* **Aufgabe**
Gib aus dem Artikel über den Film „Vortex“ den Abschnitt wortgetreu aus, der mit „Regisseur Gaspar Noés“ beginnt und bis einschließlich „Argento als Schauspieler.“ reicht.

* **Bereitgestellter Text**

Regisseur Gaspar Noés Film „Vortex“: „Das Alter ist ein Kampf“

„Vortex“ ist ein Film über das Sterben. Der Regisseur spricht über Endlichkeit, Arbeiten im Lockdown und Horrormeister Dario Argento als Schauspieler.

Ein zweigeteiltes Bild einer Frau (Françoise Lebrun) und eines Mannes (Dario Argento) in ihrer Wohnung.

Getrennte Leben, geteiltes Bild: Sie (Françoise Lebrun) und Er (Dario Argento) in „Vortex“ Foto: Rapid Eye Movies

„Für alle, deren Hirn sich früher zersetzen wird als ihr Herz“, lautet die Widmung gleich zu Beginn von „Vortex“, dem neuen Film von Gaspar Noé, und sie setzt den Ton für eine unerwartet menschlich reife Auseinandersetzung mit dem Alter, dem Loslassen und dem Sterben. Der argentinische Skandalregisseur („Irreversibel“) zeigt in seinem berührenden Porträt ein altes Ehepaar am Ende seiner Tage (Françoise Lebrun und Dario Argento), das wie Michael Hanekes Film „Liebe“ fast ausschließlich im Pariser Appartement der Protagonisten spielt. Doch der filmische Ansatz ist bei Noé ein anderer: Die Leinwand teilt sich in zwei nebeneinander stehende Bildrahmen, eine Kamera folgt dem Mann, die andere seiner zunehmend dementen Frau und beobachtet, wie sich die beiden langsam verlieren. Zum virtuellen Gespräch schaltet sich der 56-Jährige aus seiner Wohnung in Paris zu.

* **Datenauflistung**
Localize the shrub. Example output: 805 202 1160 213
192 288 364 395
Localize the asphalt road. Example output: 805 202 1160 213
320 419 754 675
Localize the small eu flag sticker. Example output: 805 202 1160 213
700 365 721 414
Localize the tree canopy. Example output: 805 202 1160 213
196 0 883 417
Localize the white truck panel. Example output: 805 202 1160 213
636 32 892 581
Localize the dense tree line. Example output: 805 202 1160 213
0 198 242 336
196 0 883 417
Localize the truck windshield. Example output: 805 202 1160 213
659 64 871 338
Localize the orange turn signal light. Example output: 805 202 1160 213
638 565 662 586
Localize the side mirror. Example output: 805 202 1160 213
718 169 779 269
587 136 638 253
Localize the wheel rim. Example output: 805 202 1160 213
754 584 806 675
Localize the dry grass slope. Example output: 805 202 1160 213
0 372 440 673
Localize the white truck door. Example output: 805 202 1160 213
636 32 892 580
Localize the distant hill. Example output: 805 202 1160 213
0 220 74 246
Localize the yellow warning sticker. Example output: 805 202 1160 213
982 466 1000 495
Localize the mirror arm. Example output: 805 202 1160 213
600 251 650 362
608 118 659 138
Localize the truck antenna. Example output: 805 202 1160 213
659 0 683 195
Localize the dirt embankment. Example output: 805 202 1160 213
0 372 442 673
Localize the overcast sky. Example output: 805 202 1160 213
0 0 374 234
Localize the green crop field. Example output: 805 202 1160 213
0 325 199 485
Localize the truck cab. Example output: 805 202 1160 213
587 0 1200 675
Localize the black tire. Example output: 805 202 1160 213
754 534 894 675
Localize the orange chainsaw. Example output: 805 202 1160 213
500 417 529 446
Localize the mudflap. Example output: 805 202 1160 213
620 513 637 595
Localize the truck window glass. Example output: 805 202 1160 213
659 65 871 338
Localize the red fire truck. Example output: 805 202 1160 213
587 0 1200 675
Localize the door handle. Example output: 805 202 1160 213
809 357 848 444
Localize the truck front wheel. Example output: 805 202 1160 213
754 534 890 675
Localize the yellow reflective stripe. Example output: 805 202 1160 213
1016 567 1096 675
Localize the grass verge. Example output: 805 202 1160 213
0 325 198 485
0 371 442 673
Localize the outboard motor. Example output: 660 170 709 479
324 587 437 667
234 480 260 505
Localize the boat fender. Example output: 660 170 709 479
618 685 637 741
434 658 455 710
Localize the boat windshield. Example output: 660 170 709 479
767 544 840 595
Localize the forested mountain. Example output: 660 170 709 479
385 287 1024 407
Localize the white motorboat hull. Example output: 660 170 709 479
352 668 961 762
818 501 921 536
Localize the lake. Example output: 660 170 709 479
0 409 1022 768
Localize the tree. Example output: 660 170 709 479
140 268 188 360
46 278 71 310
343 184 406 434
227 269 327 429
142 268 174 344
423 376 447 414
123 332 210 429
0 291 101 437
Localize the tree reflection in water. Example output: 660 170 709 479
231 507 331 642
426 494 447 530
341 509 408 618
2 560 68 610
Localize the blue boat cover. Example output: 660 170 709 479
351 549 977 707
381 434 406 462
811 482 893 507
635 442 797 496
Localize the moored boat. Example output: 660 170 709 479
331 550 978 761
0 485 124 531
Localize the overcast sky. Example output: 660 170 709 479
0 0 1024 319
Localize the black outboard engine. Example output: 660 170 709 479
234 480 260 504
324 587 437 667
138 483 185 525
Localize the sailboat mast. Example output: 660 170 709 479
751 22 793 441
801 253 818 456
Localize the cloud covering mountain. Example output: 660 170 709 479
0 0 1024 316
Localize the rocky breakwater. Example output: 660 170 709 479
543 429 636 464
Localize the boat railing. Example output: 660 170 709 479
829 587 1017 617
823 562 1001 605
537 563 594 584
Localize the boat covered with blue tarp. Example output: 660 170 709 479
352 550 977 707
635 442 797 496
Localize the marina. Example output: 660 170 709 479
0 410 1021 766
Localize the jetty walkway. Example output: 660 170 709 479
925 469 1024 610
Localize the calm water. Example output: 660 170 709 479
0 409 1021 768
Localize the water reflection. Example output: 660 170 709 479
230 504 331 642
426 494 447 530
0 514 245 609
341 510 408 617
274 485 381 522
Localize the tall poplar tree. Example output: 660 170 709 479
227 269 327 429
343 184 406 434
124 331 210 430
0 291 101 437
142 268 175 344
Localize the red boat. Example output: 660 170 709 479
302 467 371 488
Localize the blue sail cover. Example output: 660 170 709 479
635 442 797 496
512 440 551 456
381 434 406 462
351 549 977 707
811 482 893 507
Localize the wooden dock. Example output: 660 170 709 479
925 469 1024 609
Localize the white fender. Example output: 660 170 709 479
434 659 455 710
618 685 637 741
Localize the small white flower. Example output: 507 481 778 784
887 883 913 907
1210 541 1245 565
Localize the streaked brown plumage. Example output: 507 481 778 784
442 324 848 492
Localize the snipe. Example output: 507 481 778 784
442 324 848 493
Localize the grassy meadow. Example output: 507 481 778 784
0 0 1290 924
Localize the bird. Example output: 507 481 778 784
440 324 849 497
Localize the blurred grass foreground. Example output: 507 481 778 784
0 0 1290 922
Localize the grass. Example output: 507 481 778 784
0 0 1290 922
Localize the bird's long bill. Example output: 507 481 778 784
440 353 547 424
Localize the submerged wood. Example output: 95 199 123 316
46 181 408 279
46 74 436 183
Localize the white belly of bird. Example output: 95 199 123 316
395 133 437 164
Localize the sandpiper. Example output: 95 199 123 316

* **Lösung**
Regisseur Gaspar Noés Film „Vortex“: „Das Alter ist ein Kampf“

„Vortex“ ist ein Film über das Sterben. Der Regisseur spricht über Endlichkeit, Arbeiten im Lockdown und Horrormeister Dario Argento als Schauspieler.